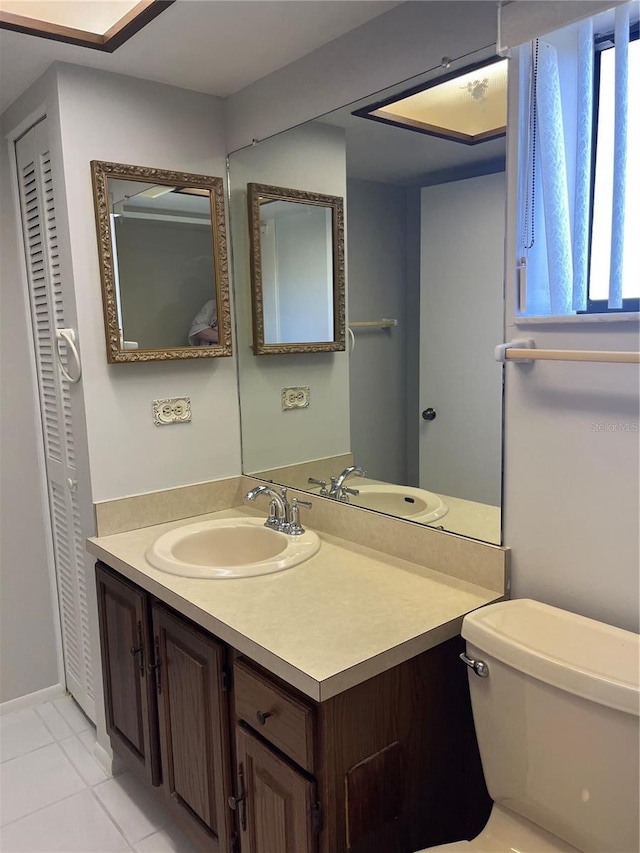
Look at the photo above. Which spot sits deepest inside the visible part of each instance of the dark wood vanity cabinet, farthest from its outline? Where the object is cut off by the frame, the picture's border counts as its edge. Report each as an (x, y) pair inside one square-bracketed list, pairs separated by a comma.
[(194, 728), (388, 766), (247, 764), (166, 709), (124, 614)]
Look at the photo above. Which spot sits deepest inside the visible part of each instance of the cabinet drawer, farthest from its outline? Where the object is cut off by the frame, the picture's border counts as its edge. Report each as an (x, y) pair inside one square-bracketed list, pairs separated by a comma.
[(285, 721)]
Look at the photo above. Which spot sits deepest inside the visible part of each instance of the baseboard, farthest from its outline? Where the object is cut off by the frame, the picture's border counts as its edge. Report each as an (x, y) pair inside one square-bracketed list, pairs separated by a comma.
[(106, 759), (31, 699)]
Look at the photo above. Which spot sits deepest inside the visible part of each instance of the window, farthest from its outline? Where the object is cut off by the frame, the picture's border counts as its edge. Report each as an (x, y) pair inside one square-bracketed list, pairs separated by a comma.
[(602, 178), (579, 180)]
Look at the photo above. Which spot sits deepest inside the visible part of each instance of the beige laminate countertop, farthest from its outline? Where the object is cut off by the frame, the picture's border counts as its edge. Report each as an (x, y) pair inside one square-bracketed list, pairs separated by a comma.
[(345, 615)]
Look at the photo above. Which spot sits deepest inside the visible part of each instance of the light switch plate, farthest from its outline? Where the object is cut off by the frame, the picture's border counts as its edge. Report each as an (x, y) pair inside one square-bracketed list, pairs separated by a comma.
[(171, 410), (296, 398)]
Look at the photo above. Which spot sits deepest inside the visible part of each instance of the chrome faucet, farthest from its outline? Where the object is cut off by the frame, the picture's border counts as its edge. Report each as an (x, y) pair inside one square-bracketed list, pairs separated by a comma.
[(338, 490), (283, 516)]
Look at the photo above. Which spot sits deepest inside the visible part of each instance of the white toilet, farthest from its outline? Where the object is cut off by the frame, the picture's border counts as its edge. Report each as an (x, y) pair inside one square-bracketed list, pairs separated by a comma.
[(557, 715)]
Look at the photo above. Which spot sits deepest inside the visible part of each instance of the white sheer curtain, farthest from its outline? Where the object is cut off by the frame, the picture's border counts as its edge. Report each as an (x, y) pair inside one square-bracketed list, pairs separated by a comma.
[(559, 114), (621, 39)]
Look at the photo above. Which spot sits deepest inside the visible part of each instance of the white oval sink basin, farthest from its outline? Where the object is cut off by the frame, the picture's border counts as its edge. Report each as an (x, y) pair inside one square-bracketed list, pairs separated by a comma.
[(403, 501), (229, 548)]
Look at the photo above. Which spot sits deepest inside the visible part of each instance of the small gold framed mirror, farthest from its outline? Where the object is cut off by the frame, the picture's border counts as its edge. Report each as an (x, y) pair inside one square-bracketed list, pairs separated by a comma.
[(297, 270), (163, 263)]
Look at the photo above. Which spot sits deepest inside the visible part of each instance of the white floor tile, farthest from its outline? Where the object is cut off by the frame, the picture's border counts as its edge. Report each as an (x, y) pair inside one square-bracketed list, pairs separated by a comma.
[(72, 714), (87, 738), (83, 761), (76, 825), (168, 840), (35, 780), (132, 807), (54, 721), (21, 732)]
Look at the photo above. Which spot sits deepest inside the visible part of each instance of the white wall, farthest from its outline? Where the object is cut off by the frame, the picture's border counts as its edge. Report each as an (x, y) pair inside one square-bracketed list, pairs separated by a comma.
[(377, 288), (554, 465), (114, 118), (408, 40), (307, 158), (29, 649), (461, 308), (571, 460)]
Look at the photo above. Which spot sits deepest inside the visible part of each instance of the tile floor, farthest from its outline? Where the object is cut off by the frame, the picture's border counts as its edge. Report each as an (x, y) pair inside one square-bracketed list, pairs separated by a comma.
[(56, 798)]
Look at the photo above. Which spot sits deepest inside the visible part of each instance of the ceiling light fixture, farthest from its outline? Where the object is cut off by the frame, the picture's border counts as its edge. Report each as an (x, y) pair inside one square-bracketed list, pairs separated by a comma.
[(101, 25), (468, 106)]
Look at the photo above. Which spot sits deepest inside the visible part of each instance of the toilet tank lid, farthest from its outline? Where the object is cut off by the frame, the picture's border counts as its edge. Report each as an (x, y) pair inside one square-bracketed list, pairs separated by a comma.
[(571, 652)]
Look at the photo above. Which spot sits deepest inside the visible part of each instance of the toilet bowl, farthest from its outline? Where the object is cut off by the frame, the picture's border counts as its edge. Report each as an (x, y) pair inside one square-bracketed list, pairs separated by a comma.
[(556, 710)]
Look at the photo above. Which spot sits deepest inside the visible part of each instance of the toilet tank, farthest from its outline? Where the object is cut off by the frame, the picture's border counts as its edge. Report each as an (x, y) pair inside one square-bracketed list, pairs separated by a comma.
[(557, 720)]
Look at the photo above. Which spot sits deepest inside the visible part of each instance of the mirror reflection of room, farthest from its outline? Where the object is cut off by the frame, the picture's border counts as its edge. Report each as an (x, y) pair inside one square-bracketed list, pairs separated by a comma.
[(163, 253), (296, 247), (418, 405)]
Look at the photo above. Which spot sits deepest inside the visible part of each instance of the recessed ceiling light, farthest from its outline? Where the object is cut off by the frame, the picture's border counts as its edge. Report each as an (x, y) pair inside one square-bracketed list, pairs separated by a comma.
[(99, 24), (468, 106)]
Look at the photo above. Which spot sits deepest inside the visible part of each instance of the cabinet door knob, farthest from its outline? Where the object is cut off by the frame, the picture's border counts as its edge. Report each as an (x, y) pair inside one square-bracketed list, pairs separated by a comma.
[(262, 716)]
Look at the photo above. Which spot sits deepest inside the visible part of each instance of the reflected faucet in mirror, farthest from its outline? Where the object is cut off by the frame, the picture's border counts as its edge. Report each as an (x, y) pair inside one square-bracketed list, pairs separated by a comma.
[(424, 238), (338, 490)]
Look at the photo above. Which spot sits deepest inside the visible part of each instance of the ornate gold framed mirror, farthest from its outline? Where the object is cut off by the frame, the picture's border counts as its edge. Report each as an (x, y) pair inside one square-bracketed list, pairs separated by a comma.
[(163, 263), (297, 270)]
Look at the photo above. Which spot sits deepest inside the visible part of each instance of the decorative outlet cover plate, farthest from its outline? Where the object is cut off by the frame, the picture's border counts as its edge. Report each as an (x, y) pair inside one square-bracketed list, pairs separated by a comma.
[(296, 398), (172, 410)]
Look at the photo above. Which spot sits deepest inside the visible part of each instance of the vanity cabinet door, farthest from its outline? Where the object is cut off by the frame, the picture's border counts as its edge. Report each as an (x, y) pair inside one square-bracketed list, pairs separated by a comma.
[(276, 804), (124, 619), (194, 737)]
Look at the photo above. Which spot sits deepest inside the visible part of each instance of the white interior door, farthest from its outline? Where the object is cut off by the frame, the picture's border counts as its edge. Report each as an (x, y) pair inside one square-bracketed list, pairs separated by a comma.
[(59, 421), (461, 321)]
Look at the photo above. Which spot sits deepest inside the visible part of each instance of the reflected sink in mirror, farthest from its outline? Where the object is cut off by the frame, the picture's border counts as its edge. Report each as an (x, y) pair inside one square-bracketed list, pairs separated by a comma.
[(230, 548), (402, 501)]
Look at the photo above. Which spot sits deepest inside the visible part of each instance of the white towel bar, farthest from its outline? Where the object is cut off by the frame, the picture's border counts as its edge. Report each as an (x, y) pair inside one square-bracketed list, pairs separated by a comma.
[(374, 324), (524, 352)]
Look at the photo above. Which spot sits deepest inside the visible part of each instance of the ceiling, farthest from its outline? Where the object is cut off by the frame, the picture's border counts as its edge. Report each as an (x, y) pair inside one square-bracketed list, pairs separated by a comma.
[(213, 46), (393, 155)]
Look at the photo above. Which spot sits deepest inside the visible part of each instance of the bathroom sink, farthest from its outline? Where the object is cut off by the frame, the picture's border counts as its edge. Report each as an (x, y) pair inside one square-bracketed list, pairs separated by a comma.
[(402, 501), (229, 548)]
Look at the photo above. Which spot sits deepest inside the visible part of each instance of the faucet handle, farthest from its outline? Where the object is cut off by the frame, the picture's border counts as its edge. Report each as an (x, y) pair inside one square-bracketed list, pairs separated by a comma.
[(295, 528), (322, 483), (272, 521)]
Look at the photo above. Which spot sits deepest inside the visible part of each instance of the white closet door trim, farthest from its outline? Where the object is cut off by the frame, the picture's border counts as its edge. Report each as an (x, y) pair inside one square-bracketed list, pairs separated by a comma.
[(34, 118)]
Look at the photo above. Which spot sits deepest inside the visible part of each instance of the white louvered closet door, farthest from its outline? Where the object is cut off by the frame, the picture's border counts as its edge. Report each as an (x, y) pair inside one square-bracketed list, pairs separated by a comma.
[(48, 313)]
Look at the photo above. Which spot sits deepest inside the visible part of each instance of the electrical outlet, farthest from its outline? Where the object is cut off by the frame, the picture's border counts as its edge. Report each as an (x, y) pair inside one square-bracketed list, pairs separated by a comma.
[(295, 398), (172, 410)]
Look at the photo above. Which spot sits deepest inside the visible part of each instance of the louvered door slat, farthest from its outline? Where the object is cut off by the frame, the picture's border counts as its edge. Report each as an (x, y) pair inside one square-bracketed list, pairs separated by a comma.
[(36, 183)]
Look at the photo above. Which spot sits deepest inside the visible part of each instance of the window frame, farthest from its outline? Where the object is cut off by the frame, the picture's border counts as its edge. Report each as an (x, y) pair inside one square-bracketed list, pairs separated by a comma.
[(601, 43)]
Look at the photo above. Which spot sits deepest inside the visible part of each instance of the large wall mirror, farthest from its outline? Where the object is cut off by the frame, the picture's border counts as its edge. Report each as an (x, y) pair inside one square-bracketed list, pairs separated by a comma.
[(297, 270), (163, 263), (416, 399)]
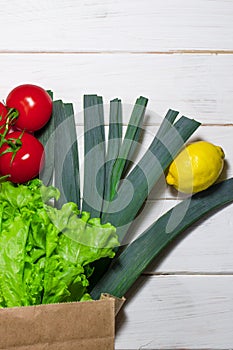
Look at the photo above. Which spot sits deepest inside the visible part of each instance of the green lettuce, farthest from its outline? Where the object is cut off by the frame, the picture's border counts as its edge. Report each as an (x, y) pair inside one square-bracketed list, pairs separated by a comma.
====
◆ **What the exercise asks**
Leave out every picture and copy verbatim the lines running from the line containing "of the large" through the final line of the data.

◆ **Response for this exercise**
Look at the photo above. Which spot sits deepest inside the visible part of each instance of the large wall mirror, farthest from its outline? Where the object is cut off by the frame, the picture's border counts as its edge. Report each as an (x, y) pair inside one square-bracketed list, pairs separated by a comma.
[(297, 270), (163, 263), (416, 399)]
Look at the photo above. Which spot sits deepest inside the visible part of each instance of the green lettuce, farthest from its outline? Where the object is cut off by the frame, the picture's border counts as its edge. Report each as an (x, y) pair inside one square-bracketed list, pairs separated by a comma.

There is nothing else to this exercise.